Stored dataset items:
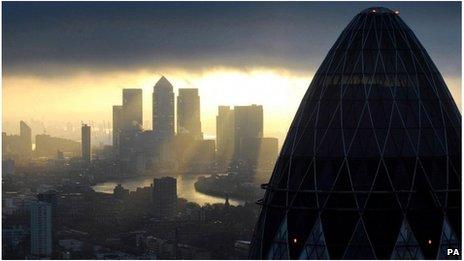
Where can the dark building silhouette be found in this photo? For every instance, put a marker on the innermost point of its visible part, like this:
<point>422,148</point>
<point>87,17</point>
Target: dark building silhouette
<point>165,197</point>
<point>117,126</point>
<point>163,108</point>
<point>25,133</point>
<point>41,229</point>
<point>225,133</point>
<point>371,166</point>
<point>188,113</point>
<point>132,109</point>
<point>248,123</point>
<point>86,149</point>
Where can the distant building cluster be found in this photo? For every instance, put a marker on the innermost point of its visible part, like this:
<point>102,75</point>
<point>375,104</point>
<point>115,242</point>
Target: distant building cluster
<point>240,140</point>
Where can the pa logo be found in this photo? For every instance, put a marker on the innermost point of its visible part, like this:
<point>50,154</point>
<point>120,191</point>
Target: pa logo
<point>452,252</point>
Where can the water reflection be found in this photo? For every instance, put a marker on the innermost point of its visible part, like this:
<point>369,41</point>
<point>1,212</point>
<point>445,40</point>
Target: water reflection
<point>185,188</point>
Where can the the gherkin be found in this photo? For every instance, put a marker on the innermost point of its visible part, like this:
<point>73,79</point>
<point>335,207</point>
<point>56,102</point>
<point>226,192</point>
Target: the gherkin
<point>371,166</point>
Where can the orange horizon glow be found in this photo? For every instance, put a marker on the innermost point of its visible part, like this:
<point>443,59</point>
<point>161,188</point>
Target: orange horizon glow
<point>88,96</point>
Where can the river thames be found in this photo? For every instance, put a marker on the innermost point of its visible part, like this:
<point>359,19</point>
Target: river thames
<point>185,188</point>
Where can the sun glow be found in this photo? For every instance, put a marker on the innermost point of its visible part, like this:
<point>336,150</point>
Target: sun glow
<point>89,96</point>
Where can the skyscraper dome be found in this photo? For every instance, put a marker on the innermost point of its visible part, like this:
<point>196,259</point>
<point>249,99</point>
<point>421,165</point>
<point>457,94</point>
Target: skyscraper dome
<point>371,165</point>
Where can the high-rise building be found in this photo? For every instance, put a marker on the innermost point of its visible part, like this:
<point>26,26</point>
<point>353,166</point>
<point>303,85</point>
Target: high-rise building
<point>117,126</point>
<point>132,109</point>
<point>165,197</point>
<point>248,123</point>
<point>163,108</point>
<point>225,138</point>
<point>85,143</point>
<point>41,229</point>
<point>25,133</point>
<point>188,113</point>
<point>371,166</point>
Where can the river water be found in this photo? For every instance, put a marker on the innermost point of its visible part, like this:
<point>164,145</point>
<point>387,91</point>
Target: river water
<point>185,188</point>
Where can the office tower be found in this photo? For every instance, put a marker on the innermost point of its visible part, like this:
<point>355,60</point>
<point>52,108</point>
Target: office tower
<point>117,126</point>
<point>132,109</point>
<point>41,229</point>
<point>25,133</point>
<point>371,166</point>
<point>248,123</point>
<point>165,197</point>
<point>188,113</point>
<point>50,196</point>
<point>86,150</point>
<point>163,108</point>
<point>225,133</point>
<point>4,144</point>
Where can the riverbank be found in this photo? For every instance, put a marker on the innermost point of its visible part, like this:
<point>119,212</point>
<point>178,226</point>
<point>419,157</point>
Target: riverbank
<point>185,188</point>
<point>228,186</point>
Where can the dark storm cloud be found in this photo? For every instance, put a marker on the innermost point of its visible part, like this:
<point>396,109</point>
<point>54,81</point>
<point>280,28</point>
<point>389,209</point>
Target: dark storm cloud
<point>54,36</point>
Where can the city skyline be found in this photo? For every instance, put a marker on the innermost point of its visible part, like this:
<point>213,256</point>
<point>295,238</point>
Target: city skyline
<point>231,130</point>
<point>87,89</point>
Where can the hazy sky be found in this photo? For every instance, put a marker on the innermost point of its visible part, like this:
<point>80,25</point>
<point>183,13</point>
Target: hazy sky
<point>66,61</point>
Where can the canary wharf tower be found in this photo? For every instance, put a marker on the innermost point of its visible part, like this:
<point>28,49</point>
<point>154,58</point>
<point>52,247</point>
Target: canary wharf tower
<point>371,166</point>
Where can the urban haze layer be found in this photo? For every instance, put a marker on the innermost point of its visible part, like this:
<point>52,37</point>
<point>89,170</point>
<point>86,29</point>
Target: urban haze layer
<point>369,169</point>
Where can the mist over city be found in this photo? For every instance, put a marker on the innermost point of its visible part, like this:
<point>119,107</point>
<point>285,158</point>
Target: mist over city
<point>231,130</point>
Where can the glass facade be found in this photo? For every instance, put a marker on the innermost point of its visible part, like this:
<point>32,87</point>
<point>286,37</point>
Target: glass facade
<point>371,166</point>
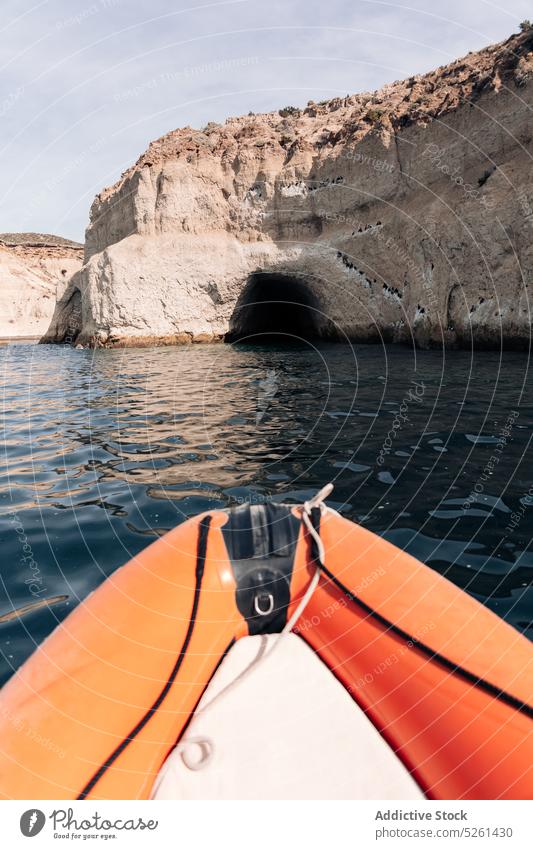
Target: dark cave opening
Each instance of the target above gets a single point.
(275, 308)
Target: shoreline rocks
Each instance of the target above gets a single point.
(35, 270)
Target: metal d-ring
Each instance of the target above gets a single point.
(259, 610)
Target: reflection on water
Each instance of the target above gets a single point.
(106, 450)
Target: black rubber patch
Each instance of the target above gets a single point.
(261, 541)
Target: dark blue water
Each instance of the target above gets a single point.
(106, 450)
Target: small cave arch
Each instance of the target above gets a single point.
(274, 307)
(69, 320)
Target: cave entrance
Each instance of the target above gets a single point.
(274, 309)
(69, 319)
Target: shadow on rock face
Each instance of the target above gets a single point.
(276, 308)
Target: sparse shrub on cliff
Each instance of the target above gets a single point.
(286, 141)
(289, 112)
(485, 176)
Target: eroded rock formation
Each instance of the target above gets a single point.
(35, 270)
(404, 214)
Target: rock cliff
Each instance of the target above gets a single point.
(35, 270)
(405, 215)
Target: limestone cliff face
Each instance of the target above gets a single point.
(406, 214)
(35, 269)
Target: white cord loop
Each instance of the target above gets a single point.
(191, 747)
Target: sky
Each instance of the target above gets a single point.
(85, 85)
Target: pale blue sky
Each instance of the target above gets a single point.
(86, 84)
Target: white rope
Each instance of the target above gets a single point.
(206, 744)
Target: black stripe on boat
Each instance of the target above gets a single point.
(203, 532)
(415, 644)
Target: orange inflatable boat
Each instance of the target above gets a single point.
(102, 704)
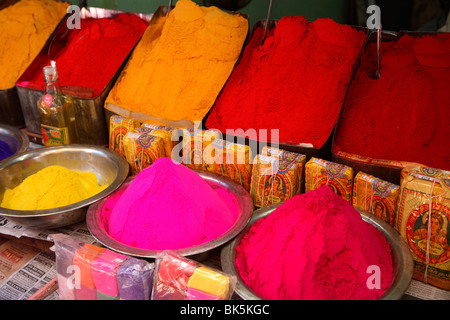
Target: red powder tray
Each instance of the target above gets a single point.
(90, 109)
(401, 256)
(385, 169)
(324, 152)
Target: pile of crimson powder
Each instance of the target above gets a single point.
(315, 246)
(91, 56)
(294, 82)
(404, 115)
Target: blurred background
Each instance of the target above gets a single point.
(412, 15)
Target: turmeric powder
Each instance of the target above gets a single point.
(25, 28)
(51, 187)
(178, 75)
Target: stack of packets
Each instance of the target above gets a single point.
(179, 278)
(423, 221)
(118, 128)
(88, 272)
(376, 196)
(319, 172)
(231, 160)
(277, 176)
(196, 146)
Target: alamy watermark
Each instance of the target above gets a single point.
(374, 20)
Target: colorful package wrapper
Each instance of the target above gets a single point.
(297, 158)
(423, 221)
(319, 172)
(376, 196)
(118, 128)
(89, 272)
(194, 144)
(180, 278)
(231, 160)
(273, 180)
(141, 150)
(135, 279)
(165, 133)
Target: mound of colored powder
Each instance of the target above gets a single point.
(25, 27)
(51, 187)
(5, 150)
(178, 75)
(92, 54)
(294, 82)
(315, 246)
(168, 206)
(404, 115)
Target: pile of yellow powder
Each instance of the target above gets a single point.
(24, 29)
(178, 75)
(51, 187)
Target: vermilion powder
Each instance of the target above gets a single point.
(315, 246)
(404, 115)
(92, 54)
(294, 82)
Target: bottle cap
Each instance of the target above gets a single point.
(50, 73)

### Task requirements
Put every line of the items above into a numbered list, skipping any blank lines and leaving out the pictures.

### Reply to the exercise
1. Where can the dark building silhouette be found in this photo? For every instance, put a marker on the innermost point of its visible part, like this:
2. <point>422,148</point>
3. <point>87,17</point>
4. Target: dark building silhouette
5. <point>165,197</point>
6. <point>117,126</point>
7. <point>163,108</point>
8. <point>25,133</point>
9. <point>41,229</point>
10. <point>225,133</point>
11. <point>371,166</point>
12. <point>188,113</point>
13. <point>132,109</point>
14. <point>248,123</point>
15. <point>86,149</point>
16. Where can the distant building cluster be found in this photo? For every instance, put a marker on the innermost point of its visible part, like this:
17. <point>102,75</point>
18. <point>375,104</point>
19. <point>115,242</point>
20. Target: distant building cluster
21. <point>240,140</point>
22. Where can the pa logo be found in this photo? For every instance, put a marker on the innermost point of its visible part, like this:
23. <point>50,154</point>
24. <point>120,191</point>
25. Target: pa logo
26. <point>452,252</point>
27. Where can the water reflection be found in this photo? For every instance, put a marker on the innermost point of its visible part, like this:
28. <point>369,41</point>
29. <point>1,212</point>
30. <point>445,40</point>
31. Target: water reflection
32. <point>185,188</point>
33. Where can the the gherkin be found in this photo? For every instance, put a marker on the innermost point of its visible part, like this:
34. <point>73,79</point>
35. <point>335,207</point>
36. <point>56,102</point>
37. <point>226,192</point>
38. Target: the gherkin
39. <point>371,166</point>
40. Where can the orange horizon glow be found in this photo? For every instance, put a marker on the innermost point of its visible part, like this:
41. <point>443,59</point>
42. <point>161,188</point>
43. Target: orange horizon glow
44. <point>88,96</point>
45. Where can the river thames be found in this photo? For every instance, put a marker on the innermost point of its visible part, like this:
46. <point>359,19</point>
47. Target: river thames
48. <point>185,188</point>
49. Where can the sun glow be found in this photo? For every instance, put a marker on the innermost point of its visible part, like this:
50. <point>336,150</point>
51. Target: sun glow
52. <point>89,96</point>
53. Where can the skyscraper dome be found in this photo? For every instance, put a marker on the innermost point of its visible part, like this:
54. <point>196,259</point>
55. <point>249,99</point>
56. <point>421,165</point>
57. <point>457,94</point>
58. Target: skyscraper dome
59. <point>371,165</point>
60. Where can the high-rise building be found in this photo? For every instance, put a marker on the innermost point of its visible part, like this:
61. <point>26,26</point>
62. <point>353,166</point>
63. <point>303,85</point>
64. Target: high-rise building
65. <point>117,126</point>
66. <point>132,109</point>
67. <point>165,197</point>
68. <point>248,123</point>
69. <point>163,108</point>
70. <point>225,138</point>
71. <point>85,143</point>
72. <point>41,229</point>
73. <point>25,133</point>
74. <point>188,113</point>
75. <point>371,166</point>
76. Where can the river water be found in this photo? For every instance, put a marker on the innermost point of its visible part, like this:
77. <point>164,145</point>
78. <point>387,91</point>
79. Target: river water
80. <point>185,188</point>
81. Where can the office tower be found in this photo? For every instance, put a marker on the innermost point of its visible part, like this:
82. <point>355,60</point>
83. <point>52,108</point>
84. Target: office tower
85. <point>117,126</point>
86. <point>132,109</point>
87. <point>41,229</point>
88. <point>25,133</point>
89. <point>371,166</point>
90. <point>248,123</point>
91. <point>165,197</point>
92. <point>188,113</point>
93. <point>50,196</point>
94. <point>86,150</point>
95. <point>163,108</point>
96. <point>225,133</point>
97. <point>4,144</point>
98. Where can the riverbank be found in this photo? For every instance, put a marker on the innermost point of its visible part, like this:
99. <point>119,212</point>
100. <point>178,226</point>
101. <point>419,157</point>
102. Target: riverbank
103. <point>185,188</point>
104. <point>228,186</point>
105. Where can the dark storm cloud be found in this photo? For every instance, put a marker on the innermost point of its visible part, like this:
106. <point>396,109</point>
107. <point>54,81</point>
108. <point>280,28</point>
109. <point>389,209</point>
110. Target: dark storm cloud
111. <point>54,36</point>
112. Where can the city skyline be found in this photo? For every instance, put a marker on the innermost point of its visible part, like this:
113. <point>213,256</point>
114. <point>295,238</point>
115. Target: city skyline
116. <point>231,130</point>
117. <point>87,89</point>
118. Where can the hazy sky be found in this photo? For every instance, put a marker on the innermost point of its visible part, like this:
119. <point>80,25</point>
120. <point>183,13</point>
121. Target: hazy sky
122. <point>66,61</point>
123. Where can the canary wharf tower be found in this photo? For every instance, put a marker on the innermost point of its visible part, like this:
124. <point>28,49</point>
125. <point>154,58</point>
126. <point>52,247</point>
127. Target: canary wharf tower
128. <point>371,166</point>
129. Where can the urban haze layer be found in this photo? For every instance, put a marker on the innermost point of its visible part, like this:
130. <point>52,37</point>
131. <point>89,170</point>
132. <point>86,29</point>
133. Target: urban haze layer
134. <point>369,169</point>
135. Where can the mist over city be found in this photo? For every instance, put a marker on the innermost point of its visible part, like this:
136. <point>119,107</point>
137. <point>285,158</point>
138. Target: mist over city
139. <point>231,130</point>
140. Where can the glass facade be found in this photo? For every instance, put a marker on the innermost point of its visible part, like this:
141. <point>32,87</point>
142. <point>286,37</point>
143. Target: glass facade
144. <point>371,166</point>
145. Target: dark cave opening
146. Each instance of the target above gets a single point.
147. (275, 308)
148. Target: shoreline rocks
149. Each instance of the target above gets a single point.
150. (35, 270)
151. Target: metal d-ring
152. Each instance of the target above gets a single point.
153. (259, 610)
154. Target: reflection on water
155. Each instance of the target above gets a single point.
156. (106, 450)
157. Target: black rubber patch
158. Each instance of the target above gets a single point.
159. (261, 541)
160. Target: dark blue water
161. Each instance of the target above gets a single point.
162. (106, 450)
163. Target: small cave arch
164. Each instance of the target above gets a single point.
165. (274, 307)
166. (69, 320)
167. Target: cave entrance
168. Each instance of the target above gets a single point.
169. (274, 309)
170. (69, 319)
171. Target: shadow on rock face
172. Each instance of the target above gets a single point.
173. (276, 308)
174. Target: sparse shrub on cliff
175. Each instance of the target above gets a single point.
176. (286, 141)
177. (289, 112)
178. (485, 176)
179. Target: eroded rock formation
180. Each instance of the target above gets a single point.
181. (35, 270)
182. (404, 214)
183. Target: rock cliff
184. Each instance of the target above gets a single point.
185. (35, 270)
186. (405, 215)
187. Target: limestone cliff face
188. Each instance of the target above gets a single point.
189. (406, 214)
190. (35, 269)
191. Target: white cord loop
192. Each instance of the target above gets a single point.
193. (191, 747)
194. Target: sky
195. Each instance of the target above gets a single point.
196. (85, 85)
197. Target: pale blue sky
198. Each instance of the target above gets a single point.
199. (86, 84)
200. Target: white rope
201. Each instance of the target above gets a single point.
202. (206, 744)
203. Target: black stripe on boat
204. Each instance of the target above gets a single point.
205. (203, 532)
206. (415, 644)
207. Target: orange inflatable boat
208. Each instance of the target above gets a single point.
209. (102, 704)
210. Target: red powder tray
211. Each instance of the target above gets a single point.
212. (90, 109)
213. (401, 256)
214. (385, 169)
215. (324, 152)
216. Target: pile of crimson powder
217. Each instance of the target above gets a single point.
218. (315, 246)
219. (91, 56)
220. (294, 82)
221. (404, 115)
222. Target: blurred background
223. Each instance of the target above gets a single point.
224. (412, 15)
225. Target: turmeric powder
226. Each instance of the target above gets a single point.
227. (25, 28)
228. (51, 187)
229. (178, 75)
230. Target: stack of packets
231. Each instance of the target above gets a single point.
232. (179, 278)
233. (423, 221)
234. (118, 128)
235. (88, 272)
236. (376, 196)
237. (319, 172)
238. (231, 160)
239. (277, 176)
240. (196, 146)
241. Target: alamy watermark
242. Each instance of the target above gets a single point.
243. (374, 20)
244. Target: colorful package wrapper
245. Each instance of the target above gets a single point.
246. (297, 158)
247. (423, 221)
248. (319, 172)
249. (376, 196)
250. (118, 128)
251. (89, 272)
252. (194, 144)
253. (180, 278)
254. (231, 160)
255. (273, 180)
256. (141, 150)
257. (135, 279)
258. (165, 133)
259. Target: mound of colored powder
260. Each instance of the target above gets a single point.
261. (25, 27)
262. (51, 187)
263. (5, 150)
264. (178, 75)
265. (92, 54)
266. (294, 82)
267. (315, 246)
268. (168, 206)
269. (404, 115)
270. Target: pile of yellow powder
271. Each instance of the target above gets a single point.
272. (24, 29)
273. (178, 75)
274. (51, 187)
275. Target: vermilion powder
276. Each instance of the target above gets a single point.
277. (315, 246)
278. (404, 115)
279. (92, 54)
280. (294, 82)
281. Target: bottle cap
282. Each instance of the target above gets a single point.
283. (50, 73)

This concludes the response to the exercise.